If a line in the entries below holds the string "head", copy it.

# Region pointing data:
================
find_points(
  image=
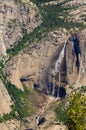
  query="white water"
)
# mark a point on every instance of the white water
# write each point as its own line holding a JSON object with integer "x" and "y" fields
{"x": 57, "y": 68}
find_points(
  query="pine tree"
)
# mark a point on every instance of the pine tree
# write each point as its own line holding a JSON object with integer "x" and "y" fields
{"x": 77, "y": 112}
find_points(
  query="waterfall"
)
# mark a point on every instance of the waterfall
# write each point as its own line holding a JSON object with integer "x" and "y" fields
{"x": 57, "y": 69}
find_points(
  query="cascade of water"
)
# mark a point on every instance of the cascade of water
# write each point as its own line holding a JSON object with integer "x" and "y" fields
{"x": 58, "y": 87}
{"x": 57, "y": 68}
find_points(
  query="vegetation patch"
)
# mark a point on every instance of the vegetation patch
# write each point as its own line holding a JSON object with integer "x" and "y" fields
{"x": 72, "y": 110}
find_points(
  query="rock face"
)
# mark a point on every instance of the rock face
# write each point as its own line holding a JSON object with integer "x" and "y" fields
{"x": 32, "y": 65}
{"x": 41, "y": 65}
{"x": 16, "y": 18}
{"x": 5, "y": 100}
{"x": 76, "y": 58}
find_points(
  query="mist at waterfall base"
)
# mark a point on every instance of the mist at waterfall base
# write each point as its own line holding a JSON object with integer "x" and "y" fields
{"x": 54, "y": 89}
{"x": 59, "y": 92}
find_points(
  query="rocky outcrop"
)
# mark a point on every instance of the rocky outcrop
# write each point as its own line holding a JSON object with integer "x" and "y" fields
{"x": 5, "y": 100}
{"x": 10, "y": 125}
{"x": 31, "y": 66}
{"x": 76, "y": 58}
{"x": 16, "y": 18}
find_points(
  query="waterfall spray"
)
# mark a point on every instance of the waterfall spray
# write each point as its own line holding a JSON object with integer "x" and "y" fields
{"x": 57, "y": 68}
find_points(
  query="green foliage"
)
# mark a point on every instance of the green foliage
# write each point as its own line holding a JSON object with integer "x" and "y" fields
{"x": 53, "y": 16}
{"x": 77, "y": 112}
{"x": 61, "y": 111}
{"x": 22, "y": 105}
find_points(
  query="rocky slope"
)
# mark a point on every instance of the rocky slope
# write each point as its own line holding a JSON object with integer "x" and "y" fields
{"x": 5, "y": 100}
{"x": 33, "y": 65}
{"x": 16, "y": 19}
{"x": 38, "y": 66}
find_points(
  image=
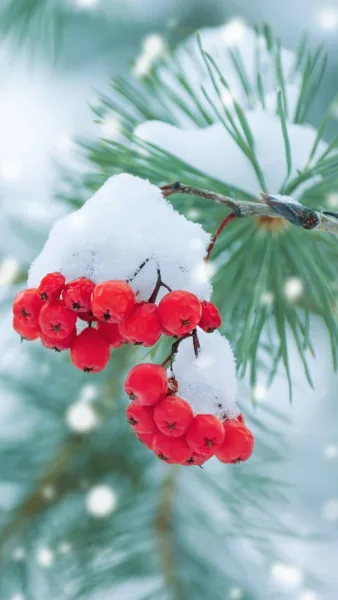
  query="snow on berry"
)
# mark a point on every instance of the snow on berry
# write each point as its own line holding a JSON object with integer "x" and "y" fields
{"x": 27, "y": 305}
{"x": 87, "y": 316}
{"x": 51, "y": 286}
{"x": 205, "y": 434}
{"x": 125, "y": 223}
{"x": 56, "y": 320}
{"x": 238, "y": 442}
{"x": 173, "y": 416}
{"x": 112, "y": 301}
{"x": 141, "y": 418}
{"x": 146, "y": 383}
{"x": 89, "y": 351}
{"x": 57, "y": 344}
{"x": 143, "y": 325}
{"x": 77, "y": 294}
{"x": 26, "y": 330}
{"x": 171, "y": 449}
{"x": 180, "y": 312}
{"x": 111, "y": 333}
{"x": 210, "y": 319}
{"x": 209, "y": 381}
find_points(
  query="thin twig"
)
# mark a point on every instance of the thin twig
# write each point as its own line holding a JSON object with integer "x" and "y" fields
{"x": 219, "y": 230}
{"x": 159, "y": 283}
{"x": 175, "y": 346}
{"x": 268, "y": 205}
{"x": 142, "y": 265}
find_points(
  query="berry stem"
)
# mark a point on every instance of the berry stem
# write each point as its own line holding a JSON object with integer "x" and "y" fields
{"x": 219, "y": 230}
{"x": 269, "y": 206}
{"x": 175, "y": 346}
{"x": 142, "y": 265}
{"x": 158, "y": 285}
{"x": 196, "y": 342}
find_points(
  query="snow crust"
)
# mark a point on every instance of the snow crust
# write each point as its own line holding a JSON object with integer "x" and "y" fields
{"x": 124, "y": 223}
{"x": 208, "y": 382}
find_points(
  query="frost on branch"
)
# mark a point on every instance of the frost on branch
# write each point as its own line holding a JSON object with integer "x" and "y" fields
{"x": 208, "y": 383}
{"x": 126, "y": 222}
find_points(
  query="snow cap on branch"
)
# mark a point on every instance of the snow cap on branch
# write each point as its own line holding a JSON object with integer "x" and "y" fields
{"x": 126, "y": 222}
{"x": 208, "y": 382}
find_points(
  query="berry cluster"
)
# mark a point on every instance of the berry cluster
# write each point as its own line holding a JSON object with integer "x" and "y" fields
{"x": 166, "y": 424}
{"x": 114, "y": 317}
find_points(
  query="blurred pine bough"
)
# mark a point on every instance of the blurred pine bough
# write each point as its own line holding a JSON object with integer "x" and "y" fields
{"x": 187, "y": 89}
{"x": 173, "y": 534}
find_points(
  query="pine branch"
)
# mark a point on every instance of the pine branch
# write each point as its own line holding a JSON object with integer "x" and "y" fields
{"x": 272, "y": 207}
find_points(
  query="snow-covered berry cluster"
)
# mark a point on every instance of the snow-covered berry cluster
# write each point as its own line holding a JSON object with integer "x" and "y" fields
{"x": 127, "y": 268}
{"x": 51, "y": 311}
{"x": 167, "y": 425}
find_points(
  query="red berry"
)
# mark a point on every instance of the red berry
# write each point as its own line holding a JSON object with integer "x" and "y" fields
{"x": 180, "y": 312}
{"x": 77, "y": 294}
{"x": 57, "y": 344}
{"x": 56, "y": 320}
{"x": 147, "y": 439}
{"x": 172, "y": 386}
{"x": 173, "y": 415}
{"x": 27, "y": 305}
{"x": 143, "y": 325}
{"x": 238, "y": 442}
{"x": 205, "y": 435}
{"x": 196, "y": 459}
{"x": 113, "y": 301}
{"x": 27, "y": 331}
{"x": 51, "y": 286}
{"x": 146, "y": 383}
{"x": 210, "y": 319}
{"x": 111, "y": 333}
{"x": 89, "y": 351}
{"x": 141, "y": 418}
{"x": 171, "y": 450}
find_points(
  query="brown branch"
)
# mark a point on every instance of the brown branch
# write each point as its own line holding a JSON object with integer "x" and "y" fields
{"x": 269, "y": 205}
{"x": 218, "y": 232}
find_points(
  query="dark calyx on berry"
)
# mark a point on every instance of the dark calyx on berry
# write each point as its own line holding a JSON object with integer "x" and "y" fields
{"x": 161, "y": 456}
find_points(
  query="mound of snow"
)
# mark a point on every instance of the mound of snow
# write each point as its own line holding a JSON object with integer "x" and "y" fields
{"x": 124, "y": 223}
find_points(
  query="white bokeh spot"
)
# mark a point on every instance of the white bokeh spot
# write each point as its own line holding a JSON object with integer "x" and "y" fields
{"x": 328, "y": 19}
{"x": 81, "y": 417}
{"x": 287, "y": 575}
{"x": 233, "y": 32}
{"x": 101, "y": 501}
{"x": 293, "y": 288}
{"x": 331, "y": 451}
{"x": 330, "y": 510}
{"x": 45, "y": 557}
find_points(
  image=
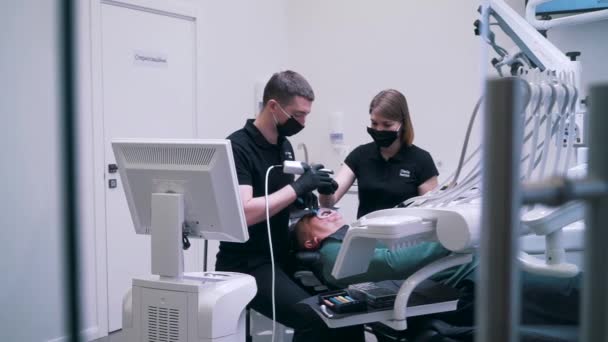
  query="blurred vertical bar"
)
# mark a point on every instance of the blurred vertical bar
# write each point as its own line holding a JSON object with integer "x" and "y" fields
{"x": 67, "y": 50}
{"x": 497, "y": 308}
{"x": 595, "y": 296}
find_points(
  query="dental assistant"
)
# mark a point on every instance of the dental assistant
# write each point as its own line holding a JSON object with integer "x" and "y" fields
{"x": 389, "y": 170}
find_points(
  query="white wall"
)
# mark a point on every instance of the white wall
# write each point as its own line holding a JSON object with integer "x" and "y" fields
{"x": 31, "y": 230}
{"x": 350, "y": 50}
{"x": 243, "y": 42}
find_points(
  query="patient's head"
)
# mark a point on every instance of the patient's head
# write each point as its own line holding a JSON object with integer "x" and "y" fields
{"x": 313, "y": 228}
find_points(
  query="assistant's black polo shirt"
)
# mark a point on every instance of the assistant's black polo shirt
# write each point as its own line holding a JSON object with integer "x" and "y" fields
{"x": 253, "y": 154}
{"x": 383, "y": 184}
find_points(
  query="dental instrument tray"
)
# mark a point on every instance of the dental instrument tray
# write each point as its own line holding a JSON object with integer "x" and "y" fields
{"x": 375, "y": 295}
{"x": 341, "y": 302}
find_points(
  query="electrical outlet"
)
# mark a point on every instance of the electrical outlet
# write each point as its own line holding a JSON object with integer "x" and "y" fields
{"x": 577, "y": 137}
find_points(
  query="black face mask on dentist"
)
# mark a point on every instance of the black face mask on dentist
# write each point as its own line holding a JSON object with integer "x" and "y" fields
{"x": 289, "y": 127}
{"x": 383, "y": 138}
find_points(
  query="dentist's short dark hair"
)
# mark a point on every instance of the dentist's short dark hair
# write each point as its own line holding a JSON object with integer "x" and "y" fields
{"x": 284, "y": 86}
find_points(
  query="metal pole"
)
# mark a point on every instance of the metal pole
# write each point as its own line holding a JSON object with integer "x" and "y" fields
{"x": 497, "y": 308}
{"x": 595, "y": 298}
{"x": 70, "y": 175}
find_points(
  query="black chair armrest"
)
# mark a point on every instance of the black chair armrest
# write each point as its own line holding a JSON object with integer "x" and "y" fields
{"x": 307, "y": 258}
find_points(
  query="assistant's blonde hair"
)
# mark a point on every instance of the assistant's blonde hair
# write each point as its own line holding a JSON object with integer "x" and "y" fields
{"x": 392, "y": 105}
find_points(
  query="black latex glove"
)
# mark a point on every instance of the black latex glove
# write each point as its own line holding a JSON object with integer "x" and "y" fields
{"x": 311, "y": 179}
{"x": 328, "y": 190}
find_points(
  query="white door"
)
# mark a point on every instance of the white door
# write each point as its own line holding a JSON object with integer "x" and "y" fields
{"x": 149, "y": 87}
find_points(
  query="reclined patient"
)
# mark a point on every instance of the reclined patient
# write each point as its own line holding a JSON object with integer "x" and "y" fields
{"x": 545, "y": 300}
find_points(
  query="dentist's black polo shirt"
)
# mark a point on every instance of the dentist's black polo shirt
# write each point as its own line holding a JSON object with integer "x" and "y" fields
{"x": 253, "y": 154}
{"x": 384, "y": 184}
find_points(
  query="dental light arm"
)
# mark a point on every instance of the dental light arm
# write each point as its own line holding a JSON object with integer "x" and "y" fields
{"x": 535, "y": 47}
{"x": 569, "y": 20}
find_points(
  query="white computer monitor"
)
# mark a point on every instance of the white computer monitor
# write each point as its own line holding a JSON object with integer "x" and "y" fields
{"x": 176, "y": 186}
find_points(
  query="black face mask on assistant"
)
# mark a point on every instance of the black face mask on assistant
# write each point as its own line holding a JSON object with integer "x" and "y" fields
{"x": 383, "y": 138}
{"x": 289, "y": 127}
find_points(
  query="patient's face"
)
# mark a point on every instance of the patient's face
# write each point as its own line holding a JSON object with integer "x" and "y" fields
{"x": 326, "y": 222}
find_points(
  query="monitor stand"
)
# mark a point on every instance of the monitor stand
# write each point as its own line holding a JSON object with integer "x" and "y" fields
{"x": 175, "y": 306}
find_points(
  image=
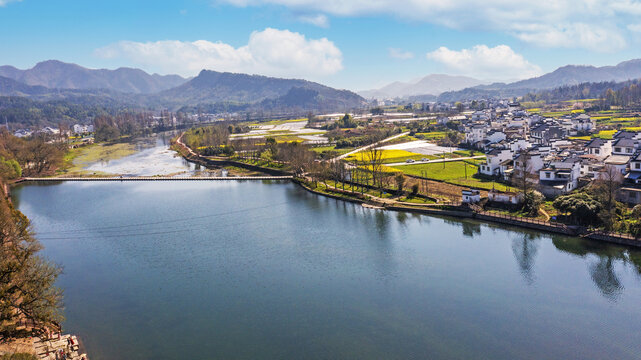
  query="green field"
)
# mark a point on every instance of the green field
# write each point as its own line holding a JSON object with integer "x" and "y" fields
{"x": 276, "y": 122}
{"x": 76, "y": 160}
{"x": 341, "y": 151}
{"x": 452, "y": 172}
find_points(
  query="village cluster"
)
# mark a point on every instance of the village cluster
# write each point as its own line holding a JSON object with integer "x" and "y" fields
{"x": 549, "y": 154}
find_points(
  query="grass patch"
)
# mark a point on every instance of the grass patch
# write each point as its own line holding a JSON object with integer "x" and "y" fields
{"x": 389, "y": 156}
{"x": 277, "y": 122}
{"x": 434, "y": 135}
{"x": 78, "y": 159}
{"x": 322, "y": 149}
{"x": 452, "y": 172}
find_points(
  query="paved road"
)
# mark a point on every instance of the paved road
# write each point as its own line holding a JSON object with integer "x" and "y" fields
{"x": 369, "y": 146}
{"x": 436, "y": 161}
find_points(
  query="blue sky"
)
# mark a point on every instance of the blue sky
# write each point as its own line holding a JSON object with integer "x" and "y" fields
{"x": 357, "y": 44}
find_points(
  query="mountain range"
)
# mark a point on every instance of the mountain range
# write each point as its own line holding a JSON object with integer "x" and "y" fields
{"x": 563, "y": 76}
{"x": 55, "y": 80}
{"x": 55, "y": 74}
{"x": 433, "y": 84}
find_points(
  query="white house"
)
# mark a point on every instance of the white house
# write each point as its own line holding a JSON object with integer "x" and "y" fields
{"x": 560, "y": 177}
{"x": 495, "y": 136}
{"x": 619, "y": 162}
{"x": 599, "y": 147}
{"x": 475, "y": 134}
{"x": 495, "y": 158}
{"x": 470, "y": 196}
{"x": 505, "y": 197}
{"x": 582, "y": 123}
{"x": 82, "y": 129}
{"x": 623, "y": 146}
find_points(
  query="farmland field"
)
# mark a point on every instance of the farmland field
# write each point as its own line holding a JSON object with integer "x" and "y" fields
{"x": 452, "y": 172}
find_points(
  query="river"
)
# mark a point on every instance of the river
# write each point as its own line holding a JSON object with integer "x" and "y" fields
{"x": 266, "y": 270}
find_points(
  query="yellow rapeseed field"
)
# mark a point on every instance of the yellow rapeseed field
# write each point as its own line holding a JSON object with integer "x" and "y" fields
{"x": 387, "y": 154}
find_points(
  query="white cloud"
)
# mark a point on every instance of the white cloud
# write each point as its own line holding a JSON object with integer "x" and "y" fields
{"x": 5, "y": 2}
{"x": 577, "y": 35}
{"x": 269, "y": 52}
{"x": 483, "y": 62}
{"x": 396, "y": 53}
{"x": 319, "y": 20}
{"x": 634, "y": 27}
{"x": 597, "y": 25}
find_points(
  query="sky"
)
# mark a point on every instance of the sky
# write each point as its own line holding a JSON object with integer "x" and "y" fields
{"x": 350, "y": 44}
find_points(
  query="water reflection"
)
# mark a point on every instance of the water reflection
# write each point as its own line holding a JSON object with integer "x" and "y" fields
{"x": 603, "y": 271}
{"x": 605, "y": 278}
{"x": 525, "y": 248}
{"x": 470, "y": 228}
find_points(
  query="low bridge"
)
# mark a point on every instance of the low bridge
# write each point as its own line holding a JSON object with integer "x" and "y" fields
{"x": 155, "y": 178}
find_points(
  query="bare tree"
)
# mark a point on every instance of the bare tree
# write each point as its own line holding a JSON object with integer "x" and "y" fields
{"x": 375, "y": 162}
{"x": 605, "y": 189}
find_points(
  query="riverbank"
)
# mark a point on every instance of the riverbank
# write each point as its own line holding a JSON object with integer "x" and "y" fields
{"x": 465, "y": 212}
{"x": 251, "y": 256}
{"x": 459, "y": 210}
{"x": 52, "y": 348}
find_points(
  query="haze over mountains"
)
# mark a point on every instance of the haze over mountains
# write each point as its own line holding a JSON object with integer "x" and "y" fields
{"x": 126, "y": 87}
{"x": 434, "y": 84}
{"x": 59, "y": 75}
{"x": 454, "y": 88}
{"x": 563, "y": 76}
{"x": 217, "y": 91}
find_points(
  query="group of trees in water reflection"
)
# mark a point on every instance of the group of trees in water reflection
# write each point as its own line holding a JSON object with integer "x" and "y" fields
{"x": 525, "y": 247}
{"x": 602, "y": 259}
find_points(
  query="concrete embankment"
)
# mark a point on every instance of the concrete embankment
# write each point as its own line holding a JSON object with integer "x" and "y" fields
{"x": 461, "y": 212}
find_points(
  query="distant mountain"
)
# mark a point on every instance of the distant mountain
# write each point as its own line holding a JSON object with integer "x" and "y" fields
{"x": 563, "y": 76}
{"x": 211, "y": 87}
{"x": 434, "y": 84}
{"x": 10, "y": 87}
{"x": 577, "y": 74}
{"x": 59, "y": 75}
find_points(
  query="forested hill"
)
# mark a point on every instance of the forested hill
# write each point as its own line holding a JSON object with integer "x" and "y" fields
{"x": 213, "y": 92}
{"x": 211, "y": 87}
{"x": 627, "y": 93}
{"x": 566, "y": 76}
{"x": 55, "y": 74}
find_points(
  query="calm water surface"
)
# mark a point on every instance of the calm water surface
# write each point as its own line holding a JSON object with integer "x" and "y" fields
{"x": 152, "y": 157}
{"x": 250, "y": 270}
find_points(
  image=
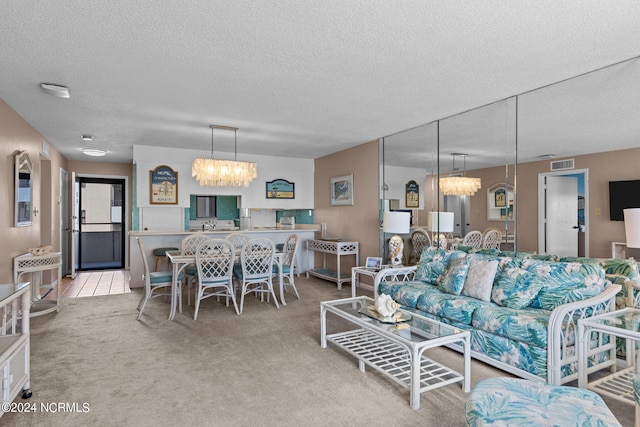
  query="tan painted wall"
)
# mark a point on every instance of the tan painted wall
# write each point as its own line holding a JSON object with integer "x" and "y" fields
{"x": 359, "y": 222}
{"x": 602, "y": 167}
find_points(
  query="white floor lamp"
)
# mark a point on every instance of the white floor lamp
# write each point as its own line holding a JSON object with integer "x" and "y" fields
{"x": 439, "y": 222}
{"x": 396, "y": 223}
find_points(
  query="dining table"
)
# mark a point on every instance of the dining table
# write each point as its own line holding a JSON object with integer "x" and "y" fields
{"x": 180, "y": 261}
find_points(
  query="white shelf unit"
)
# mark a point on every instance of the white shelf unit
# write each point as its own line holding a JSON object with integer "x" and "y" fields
{"x": 336, "y": 248}
{"x": 33, "y": 264}
{"x": 15, "y": 303}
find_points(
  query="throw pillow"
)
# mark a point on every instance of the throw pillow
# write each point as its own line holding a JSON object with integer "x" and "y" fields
{"x": 453, "y": 280}
{"x": 431, "y": 266}
{"x": 480, "y": 277}
{"x": 515, "y": 288}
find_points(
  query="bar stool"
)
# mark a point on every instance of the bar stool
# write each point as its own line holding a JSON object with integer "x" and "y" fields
{"x": 161, "y": 256}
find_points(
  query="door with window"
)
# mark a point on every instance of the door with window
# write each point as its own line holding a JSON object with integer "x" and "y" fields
{"x": 100, "y": 212}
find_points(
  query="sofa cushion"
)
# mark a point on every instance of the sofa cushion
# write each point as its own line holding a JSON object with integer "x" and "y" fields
{"x": 515, "y": 288}
{"x": 620, "y": 266}
{"x": 565, "y": 282}
{"x": 524, "y": 325}
{"x": 405, "y": 293}
{"x": 453, "y": 279}
{"x": 456, "y": 308}
{"x": 480, "y": 277}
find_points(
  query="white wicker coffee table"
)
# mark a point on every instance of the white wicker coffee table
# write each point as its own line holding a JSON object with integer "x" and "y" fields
{"x": 396, "y": 349}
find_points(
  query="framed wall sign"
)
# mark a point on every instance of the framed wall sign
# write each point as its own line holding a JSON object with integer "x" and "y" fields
{"x": 163, "y": 186}
{"x": 280, "y": 189}
{"x": 342, "y": 190}
{"x": 412, "y": 194}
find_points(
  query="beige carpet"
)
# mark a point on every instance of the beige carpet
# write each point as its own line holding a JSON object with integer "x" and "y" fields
{"x": 264, "y": 368}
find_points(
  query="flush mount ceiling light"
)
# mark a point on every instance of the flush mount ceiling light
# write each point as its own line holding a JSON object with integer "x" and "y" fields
{"x": 459, "y": 185}
{"x": 223, "y": 173}
{"x": 55, "y": 90}
{"x": 95, "y": 152}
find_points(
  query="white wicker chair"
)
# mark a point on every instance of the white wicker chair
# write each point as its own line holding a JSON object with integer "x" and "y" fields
{"x": 214, "y": 260}
{"x": 189, "y": 246}
{"x": 256, "y": 269}
{"x": 473, "y": 239}
{"x": 289, "y": 250}
{"x": 158, "y": 282}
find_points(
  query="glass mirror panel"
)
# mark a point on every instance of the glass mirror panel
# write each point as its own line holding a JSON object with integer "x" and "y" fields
{"x": 23, "y": 190}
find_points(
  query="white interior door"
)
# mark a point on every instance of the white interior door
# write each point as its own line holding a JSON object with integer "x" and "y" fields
================
# Your response:
  query="patient's head"
# mark a point on every instance of the patient's head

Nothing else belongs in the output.